**To do:** From the listing that follows, output everything exactly except the pictures.

(Point-based annotation data)
──────
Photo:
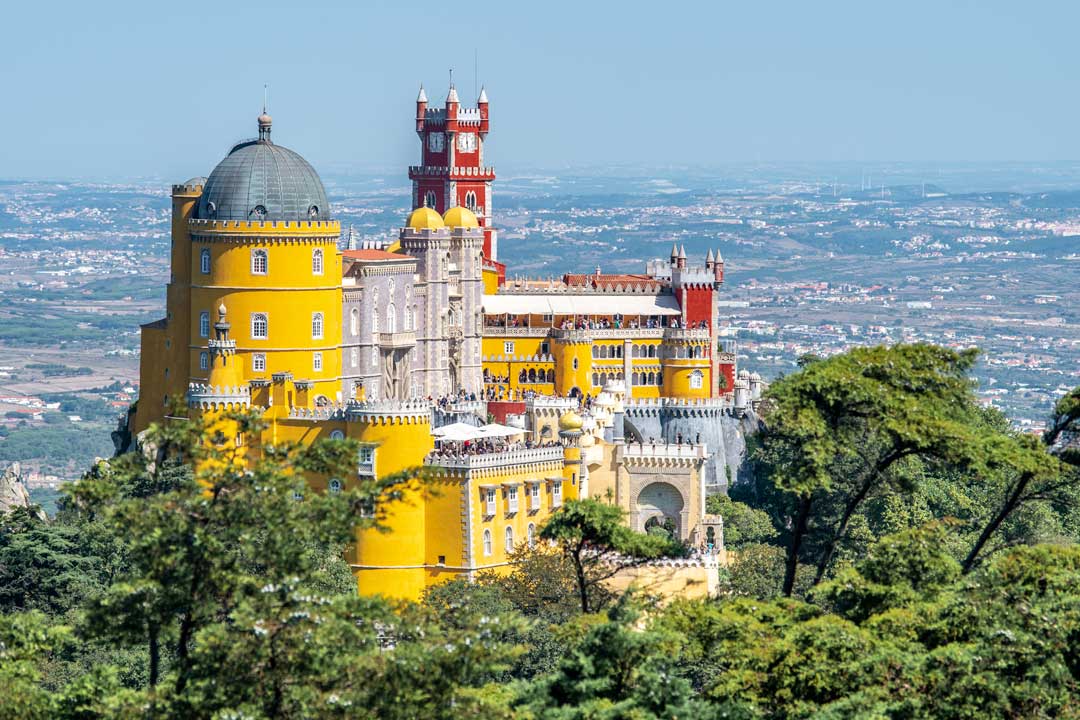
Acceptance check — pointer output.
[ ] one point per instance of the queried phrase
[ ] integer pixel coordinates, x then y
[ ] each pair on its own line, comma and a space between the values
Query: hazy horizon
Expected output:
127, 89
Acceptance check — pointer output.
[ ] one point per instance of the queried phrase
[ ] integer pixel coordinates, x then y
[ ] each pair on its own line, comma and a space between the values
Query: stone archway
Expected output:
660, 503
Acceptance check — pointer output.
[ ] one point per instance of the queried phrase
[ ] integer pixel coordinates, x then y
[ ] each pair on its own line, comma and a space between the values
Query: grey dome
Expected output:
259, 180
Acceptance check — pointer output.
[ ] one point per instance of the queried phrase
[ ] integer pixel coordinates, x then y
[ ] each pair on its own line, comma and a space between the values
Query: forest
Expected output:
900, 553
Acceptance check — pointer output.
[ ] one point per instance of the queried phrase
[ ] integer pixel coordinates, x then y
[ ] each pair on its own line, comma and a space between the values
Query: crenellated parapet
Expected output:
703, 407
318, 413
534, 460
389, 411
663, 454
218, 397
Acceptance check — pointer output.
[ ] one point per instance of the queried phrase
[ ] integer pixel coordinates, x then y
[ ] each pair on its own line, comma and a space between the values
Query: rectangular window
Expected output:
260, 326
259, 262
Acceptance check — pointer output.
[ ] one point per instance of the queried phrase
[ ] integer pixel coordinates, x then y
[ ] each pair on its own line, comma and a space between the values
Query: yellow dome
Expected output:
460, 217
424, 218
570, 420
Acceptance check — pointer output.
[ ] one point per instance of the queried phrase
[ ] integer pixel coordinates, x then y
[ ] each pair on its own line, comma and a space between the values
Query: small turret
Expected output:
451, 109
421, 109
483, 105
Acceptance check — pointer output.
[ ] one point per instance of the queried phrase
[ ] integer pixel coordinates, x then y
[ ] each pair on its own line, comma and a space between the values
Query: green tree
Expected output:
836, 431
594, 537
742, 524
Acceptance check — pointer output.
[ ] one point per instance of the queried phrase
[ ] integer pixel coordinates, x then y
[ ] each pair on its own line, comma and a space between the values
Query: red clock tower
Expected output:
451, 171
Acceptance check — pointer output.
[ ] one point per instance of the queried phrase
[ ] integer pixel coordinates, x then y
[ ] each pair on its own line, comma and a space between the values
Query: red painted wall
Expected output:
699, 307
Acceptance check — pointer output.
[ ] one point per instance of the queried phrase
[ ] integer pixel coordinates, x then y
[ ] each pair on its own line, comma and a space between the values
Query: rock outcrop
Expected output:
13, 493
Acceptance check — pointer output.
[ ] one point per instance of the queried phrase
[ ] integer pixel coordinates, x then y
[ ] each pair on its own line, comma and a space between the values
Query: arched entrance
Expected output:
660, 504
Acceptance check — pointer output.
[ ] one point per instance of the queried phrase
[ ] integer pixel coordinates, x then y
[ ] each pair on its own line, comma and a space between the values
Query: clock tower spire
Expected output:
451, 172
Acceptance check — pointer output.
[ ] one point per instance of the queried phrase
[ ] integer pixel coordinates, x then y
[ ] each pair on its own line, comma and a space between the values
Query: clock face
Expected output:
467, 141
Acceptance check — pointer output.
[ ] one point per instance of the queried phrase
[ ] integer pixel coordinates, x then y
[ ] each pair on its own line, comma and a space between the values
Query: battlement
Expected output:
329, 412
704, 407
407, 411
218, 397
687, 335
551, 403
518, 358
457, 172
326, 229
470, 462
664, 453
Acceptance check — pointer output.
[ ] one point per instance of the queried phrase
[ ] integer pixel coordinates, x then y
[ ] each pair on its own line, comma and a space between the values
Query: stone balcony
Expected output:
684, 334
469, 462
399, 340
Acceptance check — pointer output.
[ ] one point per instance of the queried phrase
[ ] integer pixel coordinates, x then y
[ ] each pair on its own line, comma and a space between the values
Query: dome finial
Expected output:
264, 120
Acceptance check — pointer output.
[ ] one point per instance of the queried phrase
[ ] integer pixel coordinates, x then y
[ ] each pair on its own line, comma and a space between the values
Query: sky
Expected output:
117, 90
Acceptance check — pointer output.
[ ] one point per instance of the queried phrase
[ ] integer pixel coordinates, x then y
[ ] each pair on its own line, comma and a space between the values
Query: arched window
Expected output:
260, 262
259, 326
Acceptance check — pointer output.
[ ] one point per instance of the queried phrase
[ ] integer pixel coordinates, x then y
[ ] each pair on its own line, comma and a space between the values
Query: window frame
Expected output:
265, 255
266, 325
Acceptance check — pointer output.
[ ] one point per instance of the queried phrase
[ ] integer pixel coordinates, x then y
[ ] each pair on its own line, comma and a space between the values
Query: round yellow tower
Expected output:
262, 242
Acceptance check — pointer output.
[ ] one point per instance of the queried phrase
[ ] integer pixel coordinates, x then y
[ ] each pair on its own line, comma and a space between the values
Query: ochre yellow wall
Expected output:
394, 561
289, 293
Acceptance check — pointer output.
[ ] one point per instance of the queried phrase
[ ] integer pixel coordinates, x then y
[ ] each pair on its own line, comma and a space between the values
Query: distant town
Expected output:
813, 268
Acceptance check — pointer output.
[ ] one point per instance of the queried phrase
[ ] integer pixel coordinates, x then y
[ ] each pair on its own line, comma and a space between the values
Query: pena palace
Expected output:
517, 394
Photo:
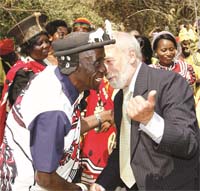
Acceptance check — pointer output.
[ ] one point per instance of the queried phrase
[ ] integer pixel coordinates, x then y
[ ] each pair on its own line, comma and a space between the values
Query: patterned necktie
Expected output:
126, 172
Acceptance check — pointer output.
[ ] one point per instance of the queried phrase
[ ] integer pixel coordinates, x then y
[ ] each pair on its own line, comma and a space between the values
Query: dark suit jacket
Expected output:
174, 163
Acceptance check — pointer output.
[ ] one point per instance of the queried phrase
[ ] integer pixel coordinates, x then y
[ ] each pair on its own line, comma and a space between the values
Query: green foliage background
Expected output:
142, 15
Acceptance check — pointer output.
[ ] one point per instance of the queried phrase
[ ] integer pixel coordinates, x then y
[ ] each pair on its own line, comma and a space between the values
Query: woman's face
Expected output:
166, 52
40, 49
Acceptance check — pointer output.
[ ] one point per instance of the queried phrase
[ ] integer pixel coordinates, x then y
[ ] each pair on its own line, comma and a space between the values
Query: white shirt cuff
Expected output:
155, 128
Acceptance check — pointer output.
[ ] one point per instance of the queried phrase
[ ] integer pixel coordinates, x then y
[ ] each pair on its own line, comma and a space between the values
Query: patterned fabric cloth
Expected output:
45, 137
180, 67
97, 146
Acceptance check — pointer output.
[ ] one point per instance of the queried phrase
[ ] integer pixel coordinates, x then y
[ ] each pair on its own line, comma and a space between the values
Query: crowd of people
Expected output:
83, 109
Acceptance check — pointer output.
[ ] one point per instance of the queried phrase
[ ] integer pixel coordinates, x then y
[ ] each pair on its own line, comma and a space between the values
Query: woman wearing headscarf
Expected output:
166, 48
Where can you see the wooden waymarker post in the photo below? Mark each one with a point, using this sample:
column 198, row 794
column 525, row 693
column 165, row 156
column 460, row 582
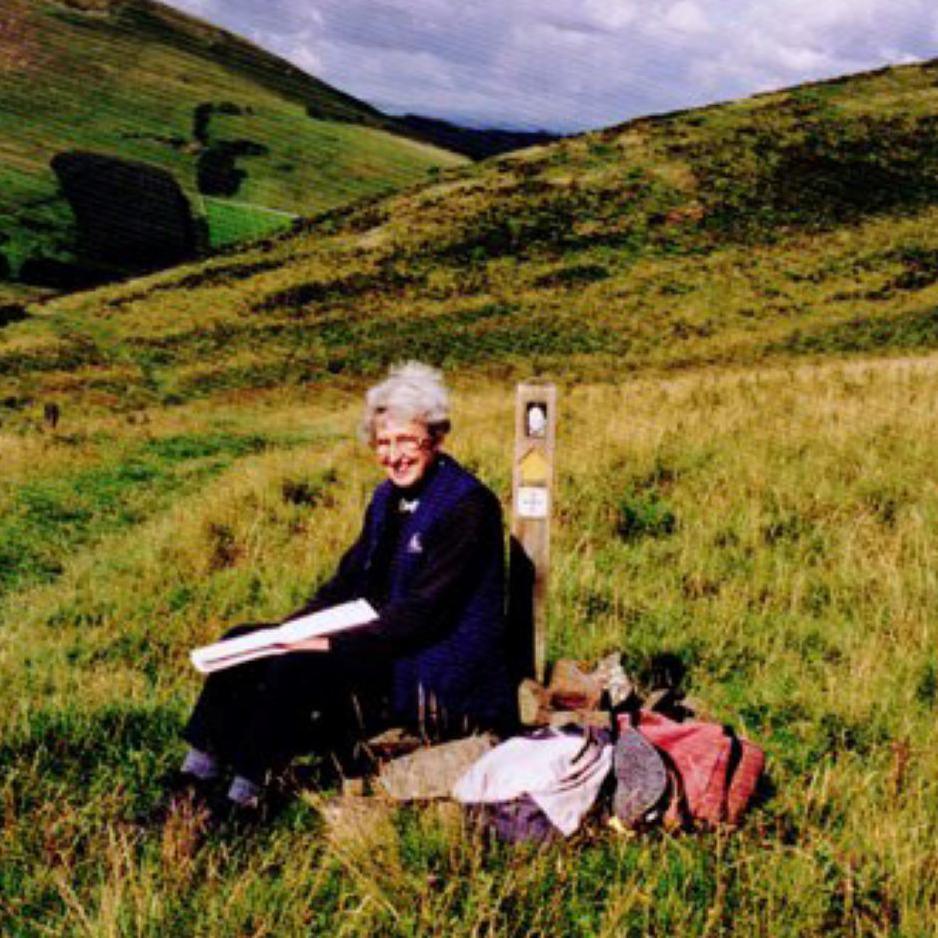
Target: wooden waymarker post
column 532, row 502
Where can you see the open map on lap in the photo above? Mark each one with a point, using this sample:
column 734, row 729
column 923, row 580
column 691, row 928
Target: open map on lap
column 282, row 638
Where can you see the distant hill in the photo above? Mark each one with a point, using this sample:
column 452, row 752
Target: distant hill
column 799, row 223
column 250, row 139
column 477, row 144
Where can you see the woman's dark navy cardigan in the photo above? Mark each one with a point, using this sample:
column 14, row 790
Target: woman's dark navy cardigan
──────
**Response below:**
Photo:
Acceptance check — pointer output.
[ ] one point per instance of the queried phrase
[ ] integer pixel coordinates, x then y
[ ] each pair on its own line, comma and a space between the values
Query: hazy horizon
Expected output:
127, 89
Acceptance check — pointer output.
[ ] one point per instance of the queried phrase
[ ] integer pixel coordinates, x then y
[ ] each pair on its own line, comma and a space between the values
Query: stone archway
Expected output:
660, 503
Acceptance check — pointer output.
[ ] one point per instance of the queried phrase
[ ] integer pixel coordinates, x then y
[ ] each pair on its own line, comma and a space between the values
Query: grey dome
Expected output:
259, 180
Acceptance check — pointer output.
[ ] one point per instance of the queried phrase
[ ] integer pixel coordinates, x then y
[ ] each pair on its own line, comma and a space between the values
Query: forest
Expected output:
900, 553
Acceptance check — pointer output.
[ ] one point per instance of the queried phrase
[ ] integer pixel coordinates, x then y
[ ] each pair on its own line, comma and a space between the values
Query: crenellated parapet
Expected output:
703, 407
318, 413
534, 460
389, 411
663, 454
218, 397
Acceptance check — pointer output.
[ ] one point per instance of the queried phrase
[ ] integer pixel coordinates, x then y
[ ] each pair on its own line, comma and a space between the values
Query: rectangular window
Expected output:
260, 326
259, 262
Acceptance check — pointer output.
[ ] one point per instance of the queried phrase
[ ] integer pixel coordinates, x then y
[ ] each pair on its own line, comma and a space between the values
Query: yellow dome
Expected output:
460, 217
424, 218
570, 420
Acceptance check — pointer output.
[ ] one point per instance of the queried phrase
[ ] integer pixel coordinates, x then y
[ ] each pair on its own line, comma and a space between the values
Query: small turret
Expected output:
451, 109
421, 109
483, 105
Acceptance check — pointer output.
[ ] one point per instance of the queried phrase
[ ] integer pixel coordinates, x then y
[ ] each pair on its own line, comma and a space between the values
Query: green tree
Expected output:
836, 431
594, 537
742, 524
Acceptance check — pointer output.
[ ] one point per instance of the queried phrase
[ ] integer pixel coordinates, x then y
[ ] each pair on its own line, comma and a space between the values
Query: red clock tower
Expected output:
451, 171
Acceptance check — pointer output.
[ ] one point per instance of the queried phrase
[ ] integer pixel coordinates, x then y
[ ] each pair on its own line, comma and a space between the values
Query: red painted wall
Expected output:
699, 307
Acceptance check — pointer output.
[ ] one point per instance of the queried phrase
[ ] integer pixel coordinates, x then y
[ ] each pair on its own line, comma and a space between the values
Query: rock outcrop
Expected output:
13, 493
Acceptance check — pointer output.
[ ] one point per instance of the queried phrase
[ ] integer pixel coordinates, x then y
[ ] each pair on its own line, comma and a space between the values
Query: arched entrance
Expected output:
660, 504
Acceptance check — pointer output.
[ ] one point per instance of the queried phrase
[ ] integer pixel coordinates, x then y
[ ] each pair on its own line, comma and a space between the values
Query: clock tower spire
Expected output:
451, 172
Acceptance check — pointer output.
[ ] one point per instance of the queried phrase
[ ] integer pixel coordinates, x then y
[ ] each pair on its own line, comma and a space between the values
Query: clock face
Expected output:
467, 141
Acceptance check — pointer output.
[ ] one point per instance of the queried phrase
[ ] integer pixel coordinates, x then y
[ ] each pair on its own line, comma and a space between the values
Query: battlement
Expected output:
329, 412
704, 407
407, 411
218, 397
687, 335
551, 403
518, 358
457, 172
326, 229
470, 462
664, 453
Acceptance check — pointer output.
[ ] one point per instance of the queried phrase
[ ] integer pixel coordinates, x then y
[ ] each pair on its own line, comma and a space between the values
Query: stone balcony
Expected output:
684, 334
469, 462
399, 340
Acceptance check — pointer output.
[ ] one point per instance of the queried phrase
[ ] integer pixel coordinates, x then y
[ ] each pair on its own line, comma and a space between the values
Query: dome finial
Expected output:
264, 120
Acceptance check — pointer output.
[ ] one point per instance of the queried phrase
[ ] integer pixel coordinates, x then y
[ ] each pair on its own line, comma and a space between the values
Query: sky
Expected output:
117, 90
Acceptance check — pointer output.
[ ] one point per instance of the queried phrase
[ ] integer pixel coordinates, x then y
[ ] each pair on its own line, comma and a space between the values
Query: arched window
Expected output:
260, 262
259, 326
Acceptance check — pointer output.
[ ] one point per instance of the queried phrase
[ ] integer pixel coordinates, x then y
[ ] each pair on its own line, comma and a space between the values
Query: window frame
Expected output:
265, 255
266, 325
Acceptance check — pointer output.
[ ] one point per instance of the queried phrase
[ ] integer pixel coordinates, x then y
[ ] each pair on its own line, comma and a space between the values
Query: round yellow tower
Expected output:
262, 242
Acceptance check — pointer output.
[ ] one point per instance of the queried phrase
[ ] integer pixel coordinates, x then y
[ ] each pair on its own line, comma and a space between the values
Query: ochre yellow wall
Expected output:
394, 561
289, 293
Acceptance check — pointer output.
[ ] one point per instance of the queried phrase
[ ] integer pixel coordinates, x then y
[ ] each pair on its own line, comma and a space between the values
Query: distant town
Expected output:
813, 268
Acceptance check — pointer output.
[ ] one point per instance of the queried phrase
[ ] integer pixel coordinates, x then y
[ ] each pair on its own line, comma and a space between the values
Query: pena palace
Expected output:
517, 394
Photo:
Acceptance check — pointer output.
[ ] one point per instance of the queried phrase
[ ] integer pixel coordinates, x then y
[ ] each pair on its own line, comma and a space between the values
Query: patterned necktie
Expected output:
126, 172
Acceptance check — pointer output.
[ ] one point per instance of the queried phrase
[ ] integer pixel coordinates, x then y
[ ] each pair on its own line, comma and a space between the values
Query: dark suit jacket
Expected output:
174, 163
Acceptance check — pointer output.
[ ] one point per instance of the queried phrase
[ ] integer pixel coordinates, x then y
[ ] each pair on its own line, comma and a space between the values
Query: green foliage background
Expected output:
142, 15
Acceptance check — pointer output.
[ ] one point per instance of the queried phrase
[ ] integer pixel coordinates, x then y
[ ] each pair on its own line, comma and a space between the values
Query: woman's face
Expected output:
166, 52
40, 49
Acceptance check — pointer output.
[ ] one point per instance of the queried phrase
[ ] integer pixel coordinates, x then y
[ ] each pair on its own line, comma and a space between the values
Query: white shirt cuff
Expected output:
155, 128
Acceptance check — pointer output.
[ ] one point per instance of the queried phrase
[ ] integer pixel coordinates, x then y
[ ] each pair on its own line, comma and a space between the values
Query: patterned fabric cloth
Expected output:
45, 137
180, 67
97, 146
Acceptance check — pointer output.
[ ] one point per instance of the queried phrase
[ ] integer pixel coordinates, x then y
[ ] each pair on its own line, comma and a space between the values
Query: crowd of people
Expected output:
83, 109
Acceptance check — pointer output.
[ ] one point per instance of the queried phrase
[ ] integer pixel coordinates, x then y
[ ] each pair on its own line, comma and a space between the values
Query: woman wearing headscarf
Expected output:
166, 48
Where can you see the wooden waymarker post in the photo below? Mark each one with a point, using this sample:
column 198, row 794
column 525, row 693
column 165, row 156
column 460, row 582
Target: wooden waymarker post
column 532, row 502
Where can you see the open map on lap in the photo above? Mark each one with a point, using this sample:
column 734, row 729
column 923, row 580
column 691, row 928
Target: open map on lap
column 282, row 638
Where can you see the distant hill in the photo above? Mark each one with a point, using this sample:
column 452, row 752
Target: distant hill
column 799, row 223
column 250, row 139
column 477, row 144
Where can you see the woman's dark navy cardigan in the photo above? Mark each one with a point, using this sample:
column 14, row 790
Target: woman's dark navy cardigan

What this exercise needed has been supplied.